START SUPPLIED RECORDS

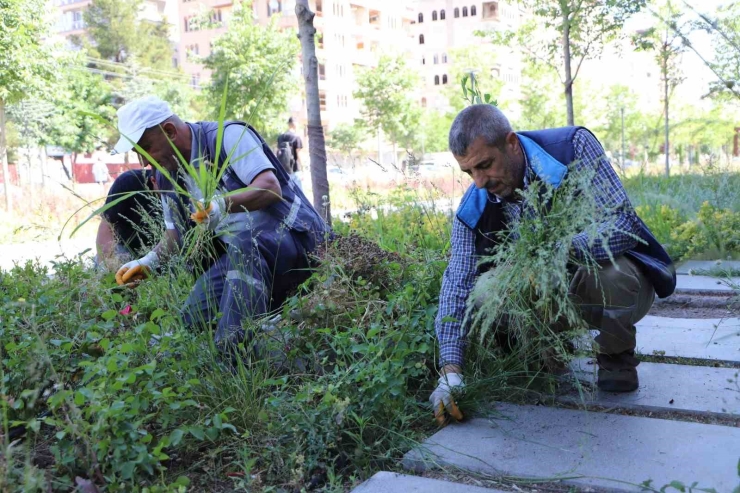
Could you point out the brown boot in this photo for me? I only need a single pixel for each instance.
(618, 372)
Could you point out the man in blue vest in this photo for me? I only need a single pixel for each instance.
(262, 235)
(500, 161)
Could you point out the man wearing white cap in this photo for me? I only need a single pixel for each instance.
(262, 234)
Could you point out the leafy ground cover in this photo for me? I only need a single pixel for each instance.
(105, 386)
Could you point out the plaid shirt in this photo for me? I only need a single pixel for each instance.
(462, 270)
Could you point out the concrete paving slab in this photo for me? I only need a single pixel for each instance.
(703, 265)
(390, 482)
(712, 338)
(697, 390)
(703, 284)
(586, 449)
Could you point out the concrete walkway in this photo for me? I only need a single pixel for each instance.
(686, 284)
(661, 433)
(45, 252)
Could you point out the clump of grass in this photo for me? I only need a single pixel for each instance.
(524, 298)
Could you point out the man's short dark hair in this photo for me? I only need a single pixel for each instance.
(478, 120)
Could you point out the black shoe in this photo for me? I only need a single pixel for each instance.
(624, 380)
(618, 372)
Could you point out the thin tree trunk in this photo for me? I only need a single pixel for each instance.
(317, 146)
(568, 84)
(665, 87)
(42, 165)
(4, 157)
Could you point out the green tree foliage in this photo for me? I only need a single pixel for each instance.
(78, 94)
(25, 63)
(724, 28)
(387, 105)
(565, 33)
(481, 60)
(346, 137)
(540, 104)
(117, 33)
(435, 129)
(259, 64)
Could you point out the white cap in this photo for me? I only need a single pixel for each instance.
(135, 117)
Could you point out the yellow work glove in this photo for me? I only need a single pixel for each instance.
(442, 400)
(137, 270)
(212, 215)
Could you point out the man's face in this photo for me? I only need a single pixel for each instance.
(498, 170)
(155, 143)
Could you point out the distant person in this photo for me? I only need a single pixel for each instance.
(133, 225)
(289, 143)
(100, 172)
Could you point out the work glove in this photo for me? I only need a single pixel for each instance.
(137, 270)
(212, 215)
(442, 399)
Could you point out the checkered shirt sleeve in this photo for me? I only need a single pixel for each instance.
(457, 283)
(610, 196)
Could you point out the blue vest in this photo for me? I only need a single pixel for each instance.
(550, 152)
(294, 211)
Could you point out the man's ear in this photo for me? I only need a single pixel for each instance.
(170, 130)
(512, 143)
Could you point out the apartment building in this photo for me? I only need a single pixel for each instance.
(441, 26)
(350, 34)
(69, 15)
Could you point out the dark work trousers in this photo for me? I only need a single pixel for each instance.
(612, 302)
(260, 269)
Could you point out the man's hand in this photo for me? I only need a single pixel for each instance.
(442, 399)
(137, 270)
(210, 216)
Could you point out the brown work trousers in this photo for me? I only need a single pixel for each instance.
(612, 301)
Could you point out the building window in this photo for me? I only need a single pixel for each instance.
(273, 7)
(490, 10)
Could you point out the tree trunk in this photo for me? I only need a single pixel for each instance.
(4, 157)
(316, 144)
(380, 148)
(42, 165)
(667, 133)
(568, 84)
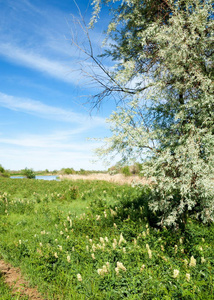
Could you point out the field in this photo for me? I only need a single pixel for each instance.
(92, 240)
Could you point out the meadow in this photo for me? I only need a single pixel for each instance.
(94, 240)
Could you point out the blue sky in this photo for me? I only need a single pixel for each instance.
(43, 122)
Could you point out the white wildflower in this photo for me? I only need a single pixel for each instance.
(79, 277)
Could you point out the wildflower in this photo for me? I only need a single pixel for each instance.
(79, 277)
(121, 266)
(122, 240)
(113, 213)
(185, 262)
(149, 251)
(175, 273)
(188, 277)
(97, 217)
(203, 260)
(117, 270)
(102, 240)
(100, 272)
(192, 262)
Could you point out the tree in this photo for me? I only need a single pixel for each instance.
(163, 51)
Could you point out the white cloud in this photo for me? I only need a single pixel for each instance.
(42, 110)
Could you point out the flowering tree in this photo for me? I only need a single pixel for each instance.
(164, 69)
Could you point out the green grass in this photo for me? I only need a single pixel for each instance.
(57, 230)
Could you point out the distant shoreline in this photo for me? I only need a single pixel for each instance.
(117, 178)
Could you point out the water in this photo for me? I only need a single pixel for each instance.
(41, 177)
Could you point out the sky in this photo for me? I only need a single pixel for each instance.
(44, 123)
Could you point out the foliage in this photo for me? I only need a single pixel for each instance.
(29, 173)
(100, 245)
(164, 54)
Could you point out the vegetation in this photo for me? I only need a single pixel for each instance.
(29, 173)
(163, 80)
(3, 172)
(92, 240)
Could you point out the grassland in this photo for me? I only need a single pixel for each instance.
(92, 240)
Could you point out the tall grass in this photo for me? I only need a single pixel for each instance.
(92, 240)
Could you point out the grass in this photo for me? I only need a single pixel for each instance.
(92, 240)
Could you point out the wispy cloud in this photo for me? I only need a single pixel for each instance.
(30, 106)
(37, 62)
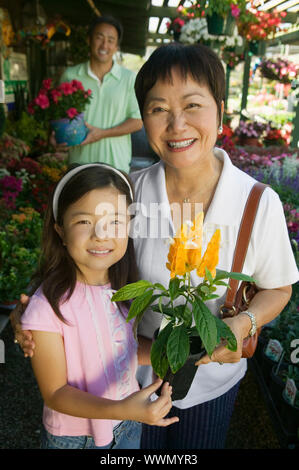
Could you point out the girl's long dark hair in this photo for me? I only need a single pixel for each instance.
(57, 271)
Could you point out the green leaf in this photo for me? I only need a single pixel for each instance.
(159, 358)
(140, 304)
(130, 291)
(163, 310)
(178, 348)
(159, 286)
(224, 331)
(174, 285)
(206, 325)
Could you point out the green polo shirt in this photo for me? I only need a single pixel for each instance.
(113, 102)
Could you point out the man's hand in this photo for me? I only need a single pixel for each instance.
(23, 337)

END SUPPLIED RECORDS

* **REQUIREMENT**
Pictures stay out; copy every entry above exactly.

* **REPLY TO THE EXERCISE**
Could you point out the brown boot in this photo for me? I only need a single pixel for each instance.
(618, 372)
Could you point out the man in blue vest in this photo for me? I only need a single pixel for each instance.
(262, 235)
(500, 161)
Could you point out the man wearing white cap in this photo for me? I only need a single pixel for each instance.
(262, 234)
Could you point out the leafy ground cover in this photo for me? I only need a single pixel for each instance.
(105, 386)
Could you point out the plaid shirt in this photo for me? I only need a single pixel for each instance.
(462, 270)
Could you point out the concrete paving slab in this photo for me? I only need a single pixel for each instance.
(703, 265)
(390, 482)
(712, 338)
(697, 390)
(703, 284)
(586, 449)
Could you point out the concrete walkway in this photo for me? I only need a single pixel for each instance.
(686, 284)
(661, 433)
(45, 252)
Could you point out the clump of grass in this photo for me? I only need a single pixel for each instance.
(524, 298)
Could you point out the man's short dark hair in this photo for me? I only need a single pixel for each instance.
(478, 120)
Could you point out the black shoe in this photo for me? I only need a single pixel for each instance.
(624, 380)
(618, 372)
Could you point out the thin tree trunk in this photo for me? I only need a single pixel for each instance.
(317, 146)
(568, 84)
(665, 87)
(42, 165)
(4, 157)
Could you point out the green tree foliage in this photo for me? I only need a single pixel for each instance.
(78, 94)
(25, 63)
(724, 28)
(387, 105)
(565, 33)
(481, 60)
(346, 137)
(540, 104)
(117, 33)
(435, 129)
(259, 64)
Could you point out the white cap in this photo for me? I only need a single pixel for each instance.
(135, 117)
Could you point out the yellow work glove in this photo for me? I only need a single pixel for each instance.
(442, 400)
(137, 270)
(212, 215)
Could you point out the man's face in this photo for me? I only need a single pixel for each instance.
(498, 170)
(155, 143)
Could you point out the distant person in this photo for me? I only need a single pixel for each instance.
(133, 225)
(289, 143)
(100, 172)
Could you point out the work glove in this photo for me? I only need a single pixel for each instance.
(137, 270)
(212, 215)
(442, 399)
Could you point out the checkered shirt sleeve in this photo for me? I only need a single pixel for each instance.
(457, 283)
(610, 196)
Could you point out the blue vest in this photo for me? I only need a single pixel for each instance.
(550, 152)
(294, 211)
Could you point out the man's ear in this photo for me? I only need a single pixel for each instance.
(170, 130)
(512, 143)
Could you point out the apartment building in this photo for me? I only need a single pixel for each instance.
(441, 26)
(350, 34)
(69, 15)
Could you point out the dark work trousers in this photo for me? I only need a single pixel for each instance.
(612, 302)
(260, 269)
Could you point out the man's hand in this photo for me? I only need a single pixel for each instance.
(442, 399)
(137, 270)
(210, 216)
Could you point out the brown work trousers in this photo for me? I only need a single pixel for each instance.
(612, 301)
Could you point out the building window in this photo for me? I only need a single pixel for each instance.
(273, 7)
(490, 10)
Could you point out the tree trunk in this photo for me? I only need a single pixel for each instance.
(4, 157)
(316, 144)
(380, 148)
(42, 165)
(667, 133)
(568, 84)
Could you point out the field in this photo for me? I only need a single pixel for each instance.
(92, 240)
Could you point out the meadow in this photo for me? I only need a single pixel for each instance.
(94, 240)
Could you point out the blue sky in this photo for me? I only need a single pixel for each instance.
(43, 122)
Could you point out the white wildflower in this photo for me? I only need a single pixel for each instance.
(79, 277)
Could you point out the wildflower in this photo for me? I only need a single pixel for each instance.
(79, 277)
(121, 266)
(122, 240)
(113, 213)
(185, 262)
(149, 251)
(175, 273)
(188, 277)
(97, 217)
(203, 260)
(117, 270)
(102, 240)
(100, 272)
(192, 262)
Could you point out the tree in this photo for me? I only need a single pixel for each instance.
(163, 51)
Could you point out the white cloud in this photo for me? I only need a single pixel for each instance.
(42, 110)
Could you point out the flowering tree in this photo for me? I only need a single pixel for each instance.
(164, 69)
Could you point out the green grass in this photo for me? I only need a single pixel for each instance.
(57, 230)
Could you point out the distant shoreline in this photo for me? I only need a single pixel for each instance.
(117, 178)
Could you point out the water in this photo for me? I only need a single pixel for each instance.
(41, 177)
Could you point out the sky in this photo for me? I only need a single pixel for each instance.
(44, 123)
Could you point out the foliage in this photo for me? I only need a single pixel for each instance.
(29, 173)
(100, 245)
(164, 54)
Could you point out the vegetation in this photo for me? I only need a single pixel for each instance.
(29, 173)
(163, 80)
(3, 172)
(92, 240)
Could you point out the grassland in this photo for me? I only need a single pixel for each instance.
(92, 240)
Could you point out the tall grass in this photo for me? I only need a single pixel for each instance.
(92, 240)
Could you point out the grass in this photo for me? I only need a single pixel for each instance.
(92, 240)
Could you point out the wispy cloud in this photo for me? I only need a single pixel for each instance.
(30, 106)
(37, 62)
Could you point out the girl's long dark hair in this photo for me? I only need a single pixel for each instance.
(57, 271)
Could you point out the green leaf in this photo for me? I only need a single pixel for each instance.
(159, 358)
(140, 304)
(130, 291)
(163, 310)
(178, 348)
(159, 286)
(224, 331)
(174, 285)
(206, 325)
Could you point out the green polo shirt in this photo for me? I only need a single pixel for each instance.
(113, 102)
Could you point out the man's hand in this photo for me? I only need a single pixel for each instance.
(23, 337)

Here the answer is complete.